● **Task to complete**: Pick up the passage describing the Montes de Málaga study site after its last sentence and continue it.

● **Exercise passage**:
The protected Parque Natural de los Montes de Málaga (http://www.juntadeandalucia.es/medioambiente) served as the Mediterranean ecosystem in this study. Located in the south of Spain in the province of Málaga, the park occupies an area close to 5000 Ha (Supporting Information Fig. S1). Average annual temperature is 15°C, and average precipitations are over 600 mm, belonging to the Mediterranean climatic zone. This ecosystem was declared protected in 1989 and comprises Pinus halepensis, Quercus ilex, Quercus suber and Quercus faginea forests, accompanied by matching brushwood (Pistacia lentiscus, Rhamnus alaternus, Chamaerops humilis, Origanum majorana, Retama sphaerocarpa, Stipa tenacissima, etc.). The park is also home of endangered species, such as the Chamaeleo chamaeleon (chameleon). Other notable vertebrates present in this protected ecosystem comprise the Spanish pond turtle (Mauremys leprosa), the endemic iberian worm lizard (Blanus cinereus), the short-toed snake eagle (Circaetus gallicus), the wild boar (Sus scrofa) and an endemic cricket (Petaloptila malacinata), among others. Soil geology of this ecosystem consists essentially of sedimentary materials, such as basic sandstones, and slates, having younger deposits of sands, conglomerates, marls and red clays. This mixture of geologic materials composed a high fertile soil that led to a heavy agriculture exploitation, which provoked soil bareness and consequent processes of erosion, leaving some areas of the actual protected ecosystem with undifferentiated lithology, such as the area of our study. The southern Mediterranean region of Spain is heavily affected by fire, the province of Malaga suffered an average of 133 wildfires in the 1992–2002 decade, resulting in an average calcined area of 1631 Ha, concentrated in the aestival season (http://www.magrama.gob.es/es/biodiversidad/temas/incendios-forestales/), so fireguard training and testing of new materials for use in fire extinction is considered to be of great importance (Pausas, 2012). An experimental fire, reaching 450°C on the soil surface [measurement provided by Andalusian Forest Fire Brigade (INFOCA) staff] resulting in the calcination of the brushwood and pine trees (Fig. 6), was induced under the strict supervision of the Andalusian Forest Fire Brigade (INFOCA, http://www.juntadeandalucia.es) in April 2008, allowing us to use it afterwards for this study. Our study was initiated in October 2008.

● **Provided data**:
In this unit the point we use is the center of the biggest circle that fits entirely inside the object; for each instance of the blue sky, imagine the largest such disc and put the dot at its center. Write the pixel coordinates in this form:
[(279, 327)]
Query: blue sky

● **Final answer**:
The burnt plot (N 36° 52.804' - W 004° 21.013') was located on a hill with a high slope that was subdivided into 12 terraces (subplots), each with an area of approximately 100 m2, which were cleared of calcined vegetation before setting the assay, including untreated control parcels. A non-burnt plot (pristine soil) was established nearby, which was also divided into terraces (comprising six subplots), for control treatments in pristine soil to be applied in parallel.

Treatments procedure

Three replicates of the applied treatments (Table 1) were established (3 × 4 in burnt plots and 3 × 2 in pristine plots). Different treatments were tested on different terraces to ease the leaching effect from adjacent conditions; in order to avoid contaminations among inoculated subplots, non-inoculated ones were set up at the top part of the hill.

Bioremediation treatments were designed to analyse in situ the role of indigenous microbiota and introduced microbes with or without plants on hydrocarbon removal and soil restoration. The exogenous microbes chosen were two wild-type strains of Pseudomonas putida harbouring the catabolic plasmid pWW0 (Ramos et al., 1991), the KT2440 (Bagdasarian et al., 1981) and BIRD-1 strains, being the latter recently reported to promote plant growth (Matilla et al., 2011; Roca et al., 2013). In order to stimulate the natural degradation of the pyrolytic compounds generated after fire, bioaugmentation of the indigenous hydrocarbon-degrading microbes was performed by isolating an indigenous hydrocarbon-degrading microbial consortium from the burnt soil by using diesel fuel as a carbon source, since it has a ≈ 25% of aromatic hydrocarbons (Agency for Substances and Disease Registry, http://www.atsdr.cdc.gov). Rhizoremediation assays were run with a combination of the described microorganisms and two kinds of plants, white clover (Trifolium repens) and Avex III® (Fertiprado), which is a commercial pasture seed mixture, composed of annual ryegrass, legumes and vetches and Avena strigosa. An organic solid vegetable support was used (commercial peat, COMPO®) as a carrier for microorganisms. Treatments applied are summarized in Table 1.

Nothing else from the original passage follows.